### Work instructions
A verbatim restatement of the data, free of pictures, is what you should output.

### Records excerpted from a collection
---+---
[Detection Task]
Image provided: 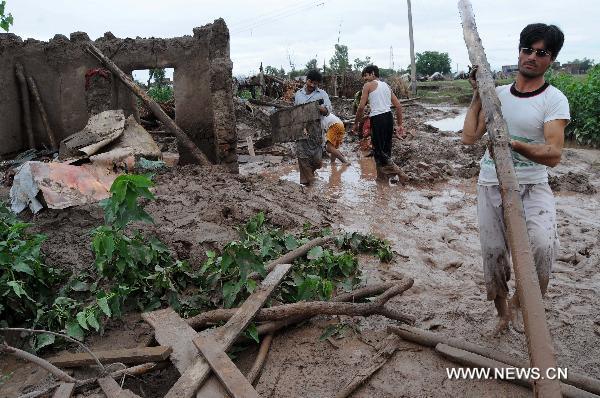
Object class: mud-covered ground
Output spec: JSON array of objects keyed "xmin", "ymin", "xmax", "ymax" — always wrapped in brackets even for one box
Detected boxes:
[{"xmin": 2, "ymin": 100, "xmax": 599, "ymax": 398}]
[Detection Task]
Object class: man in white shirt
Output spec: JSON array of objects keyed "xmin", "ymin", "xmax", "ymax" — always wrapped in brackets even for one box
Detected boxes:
[{"xmin": 462, "ymin": 23, "xmax": 570, "ymax": 334}]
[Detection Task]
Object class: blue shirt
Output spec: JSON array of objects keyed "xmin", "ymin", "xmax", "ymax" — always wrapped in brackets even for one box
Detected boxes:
[{"xmin": 294, "ymin": 86, "xmax": 333, "ymax": 114}]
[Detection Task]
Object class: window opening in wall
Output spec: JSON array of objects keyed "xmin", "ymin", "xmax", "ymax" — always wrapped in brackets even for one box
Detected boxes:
---+---
### Your solution
[Detection Task]
Image provided: 
Object class: mud-covered ground
Output spec: JSON array of objects keyed "xmin", "ymin", "xmax", "ymax" — always wrapped in brackets even for one box
Detected boxes:
[{"xmin": 2, "ymin": 100, "xmax": 599, "ymax": 398}]
[Detection Task]
Object class: man in white shirt
Output spec: JSON array of objects keyed "xmin", "ymin", "xmax", "ymax" — always wrapped in brackets even for one box
Detected boxes:
[{"xmin": 462, "ymin": 23, "xmax": 570, "ymax": 334}]
[Detection Task]
Object class: blue shirt
Output spec: JSON array of objects keyed "xmin", "ymin", "xmax", "ymax" — always wrapped in brackets even for one box
Detected boxes:
[{"xmin": 294, "ymin": 86, "xmax": 333, "ymax": 114}]
[Detection Task]
Object class: window opening in wall
Output spec: JSON array of objects keyed "xmin", "ymin", "xmax", "ymax" — always wrapped in brackets even for one box
Detected boxes:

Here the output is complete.